• _What you have to do_: Put everything from the line with "Every instance of the white petal" down to the line with "<point>404,263</point>", both included, into a two-column CSV headed text and answer. Give one CSV line per row, with the row's text in one quoted field and all of its points in the other, line breaks turned into spaces, and leave the pictures out.

[Pointing entries for labeled objects]
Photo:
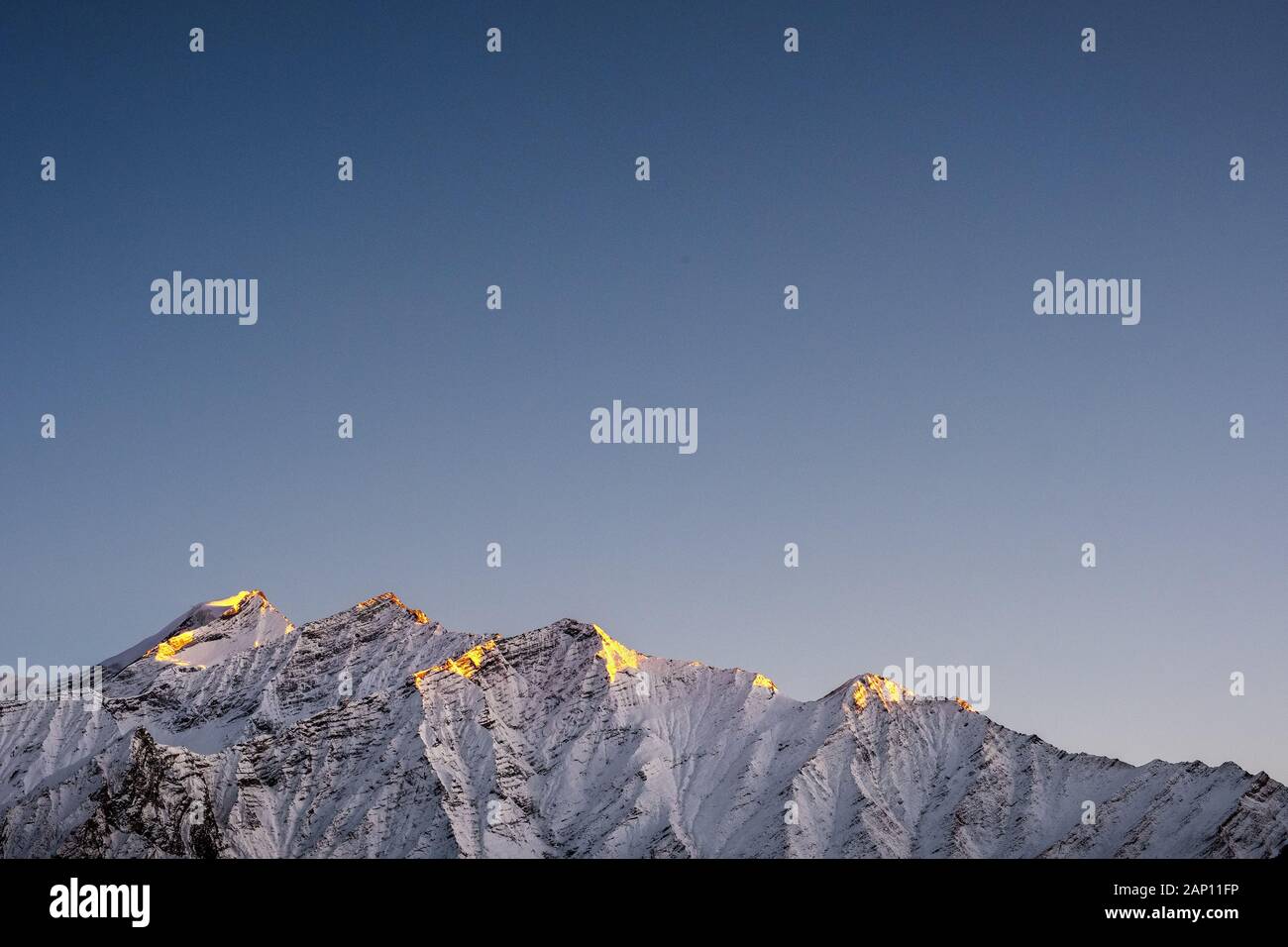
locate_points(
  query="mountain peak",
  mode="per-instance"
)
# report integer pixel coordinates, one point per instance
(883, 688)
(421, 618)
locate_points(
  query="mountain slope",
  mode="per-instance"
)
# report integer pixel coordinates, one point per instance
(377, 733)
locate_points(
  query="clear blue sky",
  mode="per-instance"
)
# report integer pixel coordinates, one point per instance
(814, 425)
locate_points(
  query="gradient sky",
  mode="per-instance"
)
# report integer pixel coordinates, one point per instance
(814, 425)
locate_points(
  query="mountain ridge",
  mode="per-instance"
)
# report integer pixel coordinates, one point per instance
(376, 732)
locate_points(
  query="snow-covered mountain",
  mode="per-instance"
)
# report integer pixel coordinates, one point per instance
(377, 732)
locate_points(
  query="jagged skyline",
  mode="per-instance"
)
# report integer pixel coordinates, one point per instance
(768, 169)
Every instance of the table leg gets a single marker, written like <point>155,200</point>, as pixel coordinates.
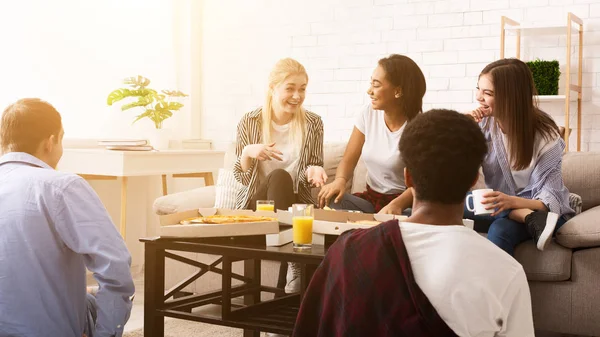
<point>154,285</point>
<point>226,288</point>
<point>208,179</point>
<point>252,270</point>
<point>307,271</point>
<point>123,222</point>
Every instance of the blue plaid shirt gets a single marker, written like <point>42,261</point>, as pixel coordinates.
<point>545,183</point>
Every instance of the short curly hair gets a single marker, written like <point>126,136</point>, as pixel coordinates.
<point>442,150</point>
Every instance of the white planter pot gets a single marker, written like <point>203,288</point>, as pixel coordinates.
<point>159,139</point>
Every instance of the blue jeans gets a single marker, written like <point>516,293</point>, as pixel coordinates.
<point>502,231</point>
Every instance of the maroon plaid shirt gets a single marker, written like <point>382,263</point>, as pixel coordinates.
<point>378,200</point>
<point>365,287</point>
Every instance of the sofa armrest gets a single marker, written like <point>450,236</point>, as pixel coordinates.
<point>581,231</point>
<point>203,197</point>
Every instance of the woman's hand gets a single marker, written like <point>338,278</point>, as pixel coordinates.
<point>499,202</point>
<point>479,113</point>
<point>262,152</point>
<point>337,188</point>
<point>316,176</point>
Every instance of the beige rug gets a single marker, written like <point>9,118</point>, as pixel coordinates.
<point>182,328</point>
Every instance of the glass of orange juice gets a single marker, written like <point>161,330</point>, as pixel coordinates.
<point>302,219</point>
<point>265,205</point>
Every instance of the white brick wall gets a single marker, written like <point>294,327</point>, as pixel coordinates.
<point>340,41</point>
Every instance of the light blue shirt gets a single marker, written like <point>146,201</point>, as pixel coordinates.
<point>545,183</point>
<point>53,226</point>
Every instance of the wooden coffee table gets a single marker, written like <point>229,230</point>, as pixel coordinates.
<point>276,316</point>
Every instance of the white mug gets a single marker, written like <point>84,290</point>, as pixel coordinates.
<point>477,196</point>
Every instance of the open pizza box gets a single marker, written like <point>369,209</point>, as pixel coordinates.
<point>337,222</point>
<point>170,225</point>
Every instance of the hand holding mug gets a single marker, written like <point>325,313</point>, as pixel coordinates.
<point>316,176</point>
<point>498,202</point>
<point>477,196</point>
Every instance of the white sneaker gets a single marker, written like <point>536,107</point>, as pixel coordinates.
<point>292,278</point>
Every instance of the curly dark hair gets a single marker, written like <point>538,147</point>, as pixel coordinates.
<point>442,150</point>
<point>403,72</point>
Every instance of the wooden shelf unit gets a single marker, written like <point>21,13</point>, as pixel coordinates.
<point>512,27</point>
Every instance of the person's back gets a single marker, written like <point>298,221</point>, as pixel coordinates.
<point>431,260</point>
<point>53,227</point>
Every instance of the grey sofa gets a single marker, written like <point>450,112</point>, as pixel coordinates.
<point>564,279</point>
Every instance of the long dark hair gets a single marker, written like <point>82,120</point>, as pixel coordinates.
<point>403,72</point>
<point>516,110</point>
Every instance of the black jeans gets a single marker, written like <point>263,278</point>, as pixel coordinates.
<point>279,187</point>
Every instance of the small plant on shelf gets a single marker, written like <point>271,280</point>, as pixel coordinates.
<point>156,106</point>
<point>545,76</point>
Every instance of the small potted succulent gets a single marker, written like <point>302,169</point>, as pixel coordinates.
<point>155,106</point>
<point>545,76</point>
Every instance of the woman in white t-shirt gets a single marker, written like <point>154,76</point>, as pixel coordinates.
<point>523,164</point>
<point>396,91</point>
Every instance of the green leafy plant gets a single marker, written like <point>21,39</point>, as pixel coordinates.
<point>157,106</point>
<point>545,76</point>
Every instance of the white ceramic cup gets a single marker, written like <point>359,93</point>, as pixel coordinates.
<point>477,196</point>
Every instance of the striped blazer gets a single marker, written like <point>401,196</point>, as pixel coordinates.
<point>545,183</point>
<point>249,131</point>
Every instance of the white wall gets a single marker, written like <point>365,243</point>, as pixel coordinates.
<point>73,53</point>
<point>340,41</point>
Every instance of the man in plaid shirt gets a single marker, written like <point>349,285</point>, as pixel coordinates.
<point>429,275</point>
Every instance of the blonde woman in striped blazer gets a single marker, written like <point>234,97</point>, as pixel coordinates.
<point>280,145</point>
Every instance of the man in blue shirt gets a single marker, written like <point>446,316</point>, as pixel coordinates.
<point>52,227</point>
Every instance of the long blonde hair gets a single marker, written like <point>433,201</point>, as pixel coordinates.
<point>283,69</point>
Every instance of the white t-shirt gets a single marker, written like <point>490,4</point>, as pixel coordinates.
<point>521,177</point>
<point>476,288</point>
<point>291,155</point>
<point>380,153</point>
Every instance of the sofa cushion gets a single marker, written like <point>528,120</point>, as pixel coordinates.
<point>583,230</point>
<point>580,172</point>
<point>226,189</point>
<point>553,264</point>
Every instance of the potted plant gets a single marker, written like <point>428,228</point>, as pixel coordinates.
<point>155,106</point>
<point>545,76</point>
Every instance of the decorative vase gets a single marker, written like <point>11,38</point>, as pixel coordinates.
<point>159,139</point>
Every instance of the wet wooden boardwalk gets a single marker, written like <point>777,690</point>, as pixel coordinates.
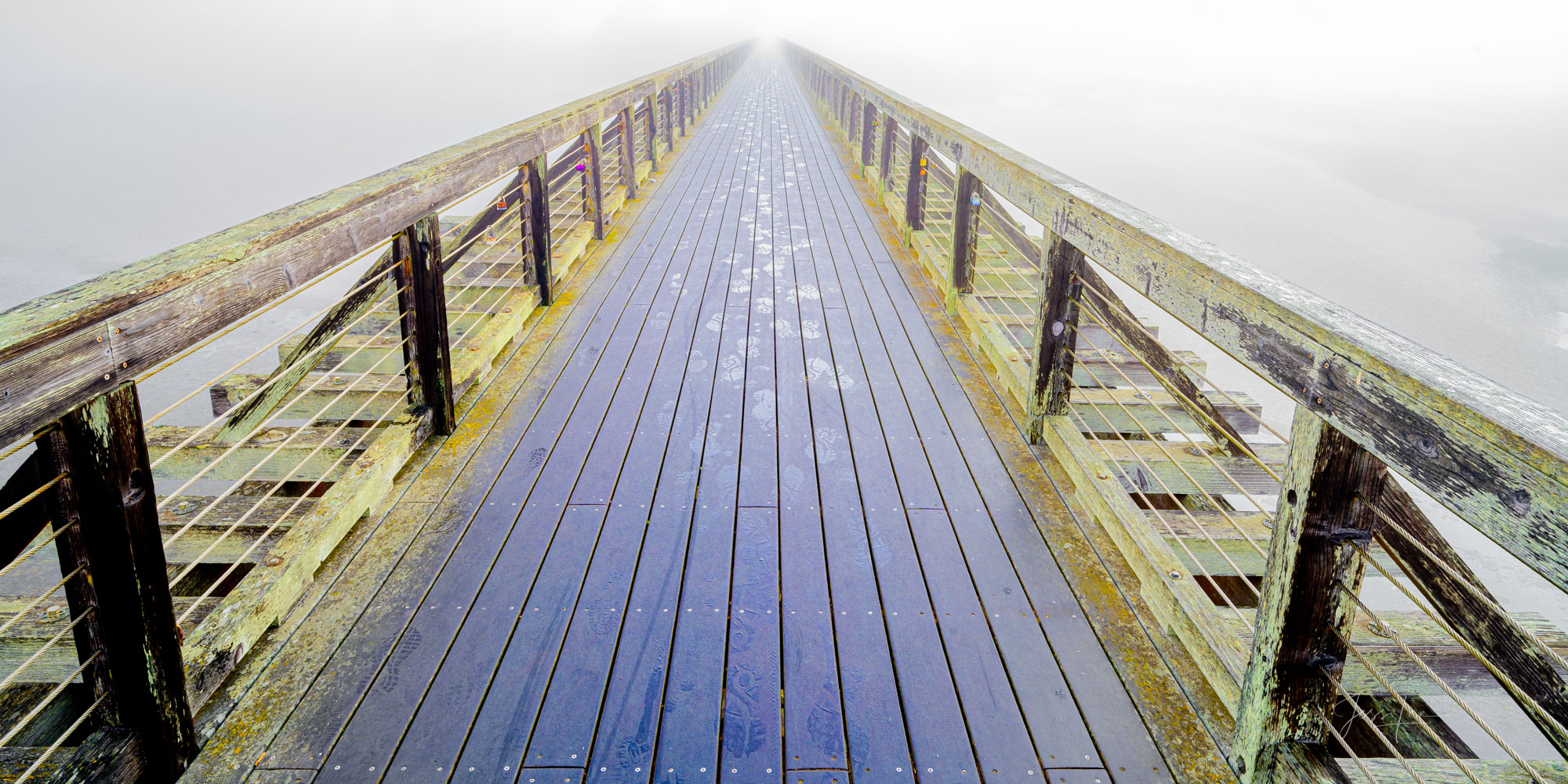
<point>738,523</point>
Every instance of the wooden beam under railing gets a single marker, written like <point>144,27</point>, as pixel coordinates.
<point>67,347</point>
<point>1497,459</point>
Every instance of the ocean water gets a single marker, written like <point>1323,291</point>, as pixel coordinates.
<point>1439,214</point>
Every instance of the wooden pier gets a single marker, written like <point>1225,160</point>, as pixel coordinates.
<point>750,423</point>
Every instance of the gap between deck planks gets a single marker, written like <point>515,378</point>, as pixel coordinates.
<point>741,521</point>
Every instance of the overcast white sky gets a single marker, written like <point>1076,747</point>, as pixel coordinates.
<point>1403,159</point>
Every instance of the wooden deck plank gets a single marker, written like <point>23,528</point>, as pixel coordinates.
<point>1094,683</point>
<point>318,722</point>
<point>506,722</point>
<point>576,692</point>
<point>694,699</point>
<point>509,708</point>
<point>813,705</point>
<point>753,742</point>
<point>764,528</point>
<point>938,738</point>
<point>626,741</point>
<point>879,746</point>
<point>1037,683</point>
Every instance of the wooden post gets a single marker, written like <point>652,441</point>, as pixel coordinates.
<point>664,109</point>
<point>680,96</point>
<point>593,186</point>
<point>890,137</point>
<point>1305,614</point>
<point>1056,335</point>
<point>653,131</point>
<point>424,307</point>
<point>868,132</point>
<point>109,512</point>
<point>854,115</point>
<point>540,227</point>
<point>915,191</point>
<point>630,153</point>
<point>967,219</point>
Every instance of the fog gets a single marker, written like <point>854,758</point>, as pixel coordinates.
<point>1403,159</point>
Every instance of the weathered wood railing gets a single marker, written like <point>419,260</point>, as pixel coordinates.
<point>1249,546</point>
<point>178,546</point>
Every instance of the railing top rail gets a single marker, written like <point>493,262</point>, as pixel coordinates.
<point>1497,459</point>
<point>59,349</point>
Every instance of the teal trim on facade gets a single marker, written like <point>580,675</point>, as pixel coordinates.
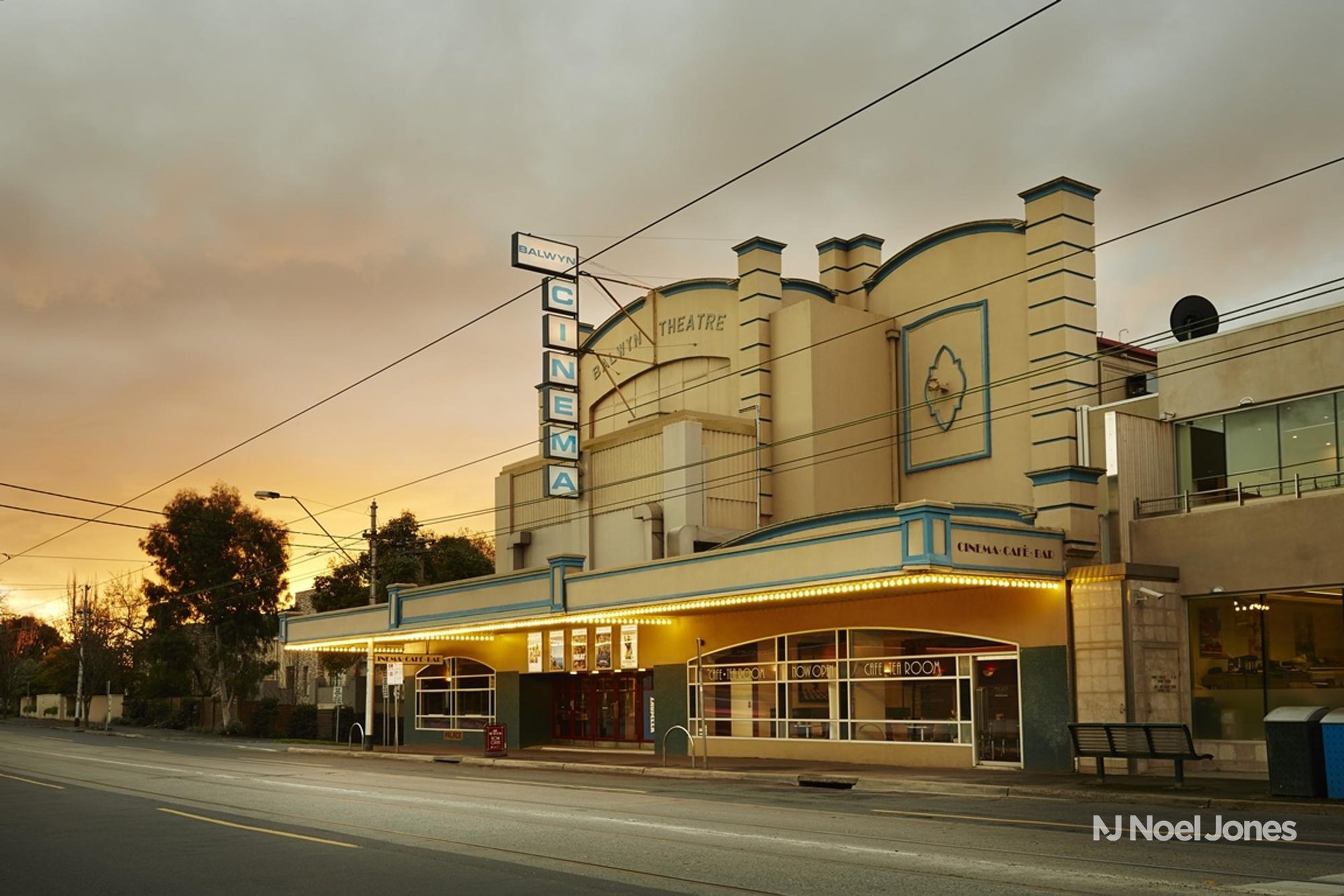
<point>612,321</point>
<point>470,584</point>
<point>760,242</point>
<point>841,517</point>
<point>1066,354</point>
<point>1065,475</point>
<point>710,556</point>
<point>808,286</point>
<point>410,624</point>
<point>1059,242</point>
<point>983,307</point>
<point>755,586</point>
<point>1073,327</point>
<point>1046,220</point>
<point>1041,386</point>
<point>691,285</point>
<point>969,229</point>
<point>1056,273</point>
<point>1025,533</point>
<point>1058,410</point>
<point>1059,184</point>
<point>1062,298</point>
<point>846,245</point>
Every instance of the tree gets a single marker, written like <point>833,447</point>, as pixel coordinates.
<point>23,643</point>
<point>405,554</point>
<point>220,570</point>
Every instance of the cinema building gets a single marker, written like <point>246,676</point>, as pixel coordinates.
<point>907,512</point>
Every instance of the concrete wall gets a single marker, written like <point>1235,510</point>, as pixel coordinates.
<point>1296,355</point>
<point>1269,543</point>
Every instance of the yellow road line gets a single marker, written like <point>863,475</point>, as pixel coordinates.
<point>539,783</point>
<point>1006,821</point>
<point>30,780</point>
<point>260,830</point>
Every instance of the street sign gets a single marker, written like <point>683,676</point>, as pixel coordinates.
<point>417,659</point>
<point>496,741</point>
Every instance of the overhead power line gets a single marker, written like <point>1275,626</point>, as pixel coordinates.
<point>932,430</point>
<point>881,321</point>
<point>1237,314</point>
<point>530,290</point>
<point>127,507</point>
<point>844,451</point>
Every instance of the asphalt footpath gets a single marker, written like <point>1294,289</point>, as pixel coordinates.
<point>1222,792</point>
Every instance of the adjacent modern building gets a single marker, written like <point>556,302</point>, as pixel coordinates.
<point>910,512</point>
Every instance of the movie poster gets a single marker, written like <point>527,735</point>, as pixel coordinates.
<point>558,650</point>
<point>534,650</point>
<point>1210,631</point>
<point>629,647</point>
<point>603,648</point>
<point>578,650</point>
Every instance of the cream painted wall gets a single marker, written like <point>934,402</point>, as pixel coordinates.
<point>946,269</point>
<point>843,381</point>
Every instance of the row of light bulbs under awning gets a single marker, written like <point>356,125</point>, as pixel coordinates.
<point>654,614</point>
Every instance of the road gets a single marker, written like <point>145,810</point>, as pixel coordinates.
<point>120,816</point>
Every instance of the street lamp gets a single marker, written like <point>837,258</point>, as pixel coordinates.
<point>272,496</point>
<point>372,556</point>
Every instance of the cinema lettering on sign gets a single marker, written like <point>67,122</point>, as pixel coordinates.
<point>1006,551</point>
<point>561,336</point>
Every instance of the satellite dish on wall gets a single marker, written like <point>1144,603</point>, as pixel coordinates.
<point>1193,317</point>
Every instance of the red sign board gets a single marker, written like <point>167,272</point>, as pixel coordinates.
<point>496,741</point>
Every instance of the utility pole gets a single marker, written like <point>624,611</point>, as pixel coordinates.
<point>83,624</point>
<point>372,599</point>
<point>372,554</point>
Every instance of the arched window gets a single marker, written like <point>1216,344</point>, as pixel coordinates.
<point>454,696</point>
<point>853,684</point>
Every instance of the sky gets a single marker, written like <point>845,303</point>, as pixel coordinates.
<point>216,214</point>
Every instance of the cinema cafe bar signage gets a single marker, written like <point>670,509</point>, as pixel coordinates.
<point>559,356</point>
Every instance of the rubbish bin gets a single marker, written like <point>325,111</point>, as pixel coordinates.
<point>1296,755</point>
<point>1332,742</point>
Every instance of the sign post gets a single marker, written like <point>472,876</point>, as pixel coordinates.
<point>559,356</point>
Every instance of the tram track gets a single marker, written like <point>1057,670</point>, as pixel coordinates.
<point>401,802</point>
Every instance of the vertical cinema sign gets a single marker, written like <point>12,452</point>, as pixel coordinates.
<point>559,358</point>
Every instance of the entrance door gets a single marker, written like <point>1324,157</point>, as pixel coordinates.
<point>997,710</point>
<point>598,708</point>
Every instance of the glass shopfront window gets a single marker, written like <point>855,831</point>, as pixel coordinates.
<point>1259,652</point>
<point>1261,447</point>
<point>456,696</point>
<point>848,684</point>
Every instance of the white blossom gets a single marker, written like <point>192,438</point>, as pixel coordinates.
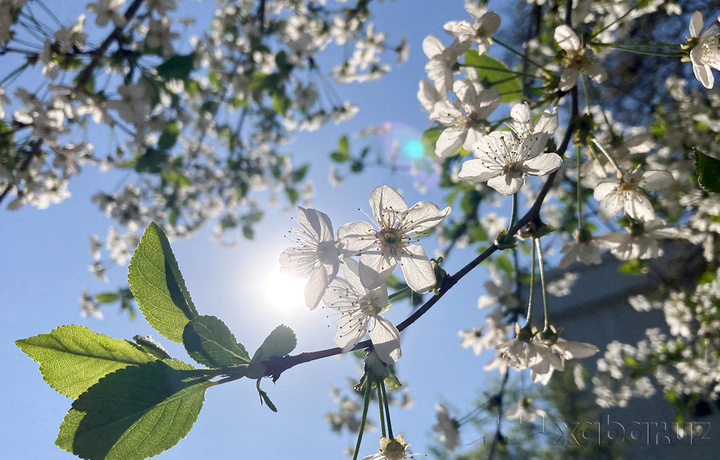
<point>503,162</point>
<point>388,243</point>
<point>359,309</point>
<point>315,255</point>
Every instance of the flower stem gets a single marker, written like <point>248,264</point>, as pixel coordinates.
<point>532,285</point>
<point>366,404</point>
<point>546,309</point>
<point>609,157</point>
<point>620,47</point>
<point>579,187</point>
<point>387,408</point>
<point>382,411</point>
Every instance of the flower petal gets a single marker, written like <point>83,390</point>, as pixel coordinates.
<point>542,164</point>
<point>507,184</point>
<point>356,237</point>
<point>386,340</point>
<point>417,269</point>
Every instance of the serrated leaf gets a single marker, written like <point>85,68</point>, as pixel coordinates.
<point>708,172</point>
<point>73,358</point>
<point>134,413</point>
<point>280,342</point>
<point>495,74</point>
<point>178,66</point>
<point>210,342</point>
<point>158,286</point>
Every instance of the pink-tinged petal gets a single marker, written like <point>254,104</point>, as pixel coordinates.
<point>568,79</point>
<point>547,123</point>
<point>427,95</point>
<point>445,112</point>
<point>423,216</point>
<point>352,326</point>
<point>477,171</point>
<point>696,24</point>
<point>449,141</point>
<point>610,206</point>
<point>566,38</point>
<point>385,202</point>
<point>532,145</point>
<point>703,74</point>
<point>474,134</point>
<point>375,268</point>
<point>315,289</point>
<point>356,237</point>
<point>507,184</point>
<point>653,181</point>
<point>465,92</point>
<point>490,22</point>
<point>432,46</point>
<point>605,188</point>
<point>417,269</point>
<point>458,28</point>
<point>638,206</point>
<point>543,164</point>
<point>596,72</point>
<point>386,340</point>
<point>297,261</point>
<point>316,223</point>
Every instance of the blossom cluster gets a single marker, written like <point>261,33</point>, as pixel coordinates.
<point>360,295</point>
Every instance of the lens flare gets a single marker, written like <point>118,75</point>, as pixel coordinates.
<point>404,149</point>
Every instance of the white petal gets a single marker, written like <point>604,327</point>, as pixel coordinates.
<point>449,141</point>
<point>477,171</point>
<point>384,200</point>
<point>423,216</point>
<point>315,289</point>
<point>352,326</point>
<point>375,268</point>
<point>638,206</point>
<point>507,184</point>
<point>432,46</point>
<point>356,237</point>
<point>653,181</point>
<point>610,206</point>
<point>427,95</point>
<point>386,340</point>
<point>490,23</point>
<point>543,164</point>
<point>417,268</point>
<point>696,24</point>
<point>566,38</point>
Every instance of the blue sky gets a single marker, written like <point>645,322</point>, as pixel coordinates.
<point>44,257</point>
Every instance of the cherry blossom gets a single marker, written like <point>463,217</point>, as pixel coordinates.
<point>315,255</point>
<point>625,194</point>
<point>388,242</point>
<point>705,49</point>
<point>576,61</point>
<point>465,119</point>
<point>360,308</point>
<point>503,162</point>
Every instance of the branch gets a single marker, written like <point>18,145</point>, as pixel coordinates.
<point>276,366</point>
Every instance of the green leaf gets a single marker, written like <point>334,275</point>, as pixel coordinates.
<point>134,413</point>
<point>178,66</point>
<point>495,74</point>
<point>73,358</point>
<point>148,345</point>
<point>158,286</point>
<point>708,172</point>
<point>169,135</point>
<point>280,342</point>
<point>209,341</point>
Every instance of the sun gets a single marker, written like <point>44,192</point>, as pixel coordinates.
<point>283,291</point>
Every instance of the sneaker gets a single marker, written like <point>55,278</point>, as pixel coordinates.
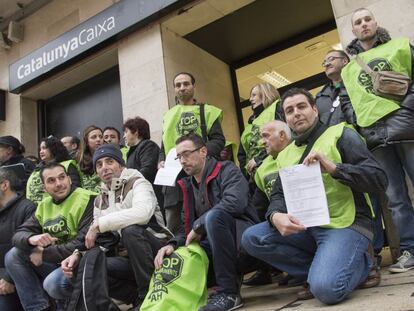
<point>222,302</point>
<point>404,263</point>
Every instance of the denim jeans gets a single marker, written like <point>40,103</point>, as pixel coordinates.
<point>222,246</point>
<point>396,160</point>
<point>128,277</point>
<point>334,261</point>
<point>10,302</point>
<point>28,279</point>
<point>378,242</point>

• _Reply_:
text,answer
"Every instance of the white petal gets a single marker, written like <point>604,327</point>, as pixel coordinates.","<point>449,141</point> <point>477,171</point> <point>384,200</point> <point>423,216</point> <point>315,289</point> <point>352,326</point> <point>375,268</point> <point>638,206</point> <point>507,184</point> <point>432,46</point> <point>356,237</point> <point>653,181</point> <point>610,206</point> <point>427,95</point> <point>386,340</point> <point>490,23</point> <point>543,164</point> <point>417,268</point> <point>696,24</point> <point>566,38</point>"
"Every instance of the blue sky gets a single marker, written like <point>645,322</point>, as pixel coordinates.","<point>44,257</point>"
"Every instance of the cherry blossom gets a single marker, written like <point>463,217</point>, as pixel coordinates.","<point>315,255</point> <point>625,194</point> <point>388,242</point> <point>705,49</point> <point>576,61</point> <point>465,119</point> <point>360,308</point> <point>503,162</point>"
"Every instance of the branch gets a single marker, written like <point>18,145</point>, as pixel coordinates.","<point>276,366</point>"
"Every instance of the green leaf gets a single marker, written like <point>334,275</point>, as pixel coordinates.","<point>134,413</point> <point>178,66</point> <point>495,74</point> <point>73,358</point> <point>148,345</point> <point>158,286</point> <point>708,172</point> <point>169,135</point> <point>280,342</point> <point>209,341</point>"
"Every instance of the sun gets a single marker, written like <point>44,192</point>, as pixel coordinates.","<point>283,291</point>"
"Every instance of the sneaker gets a single marker, written like <point>55,278</point>, as pixel coordinates.","<point>222,302</point> <point>404,263</point>"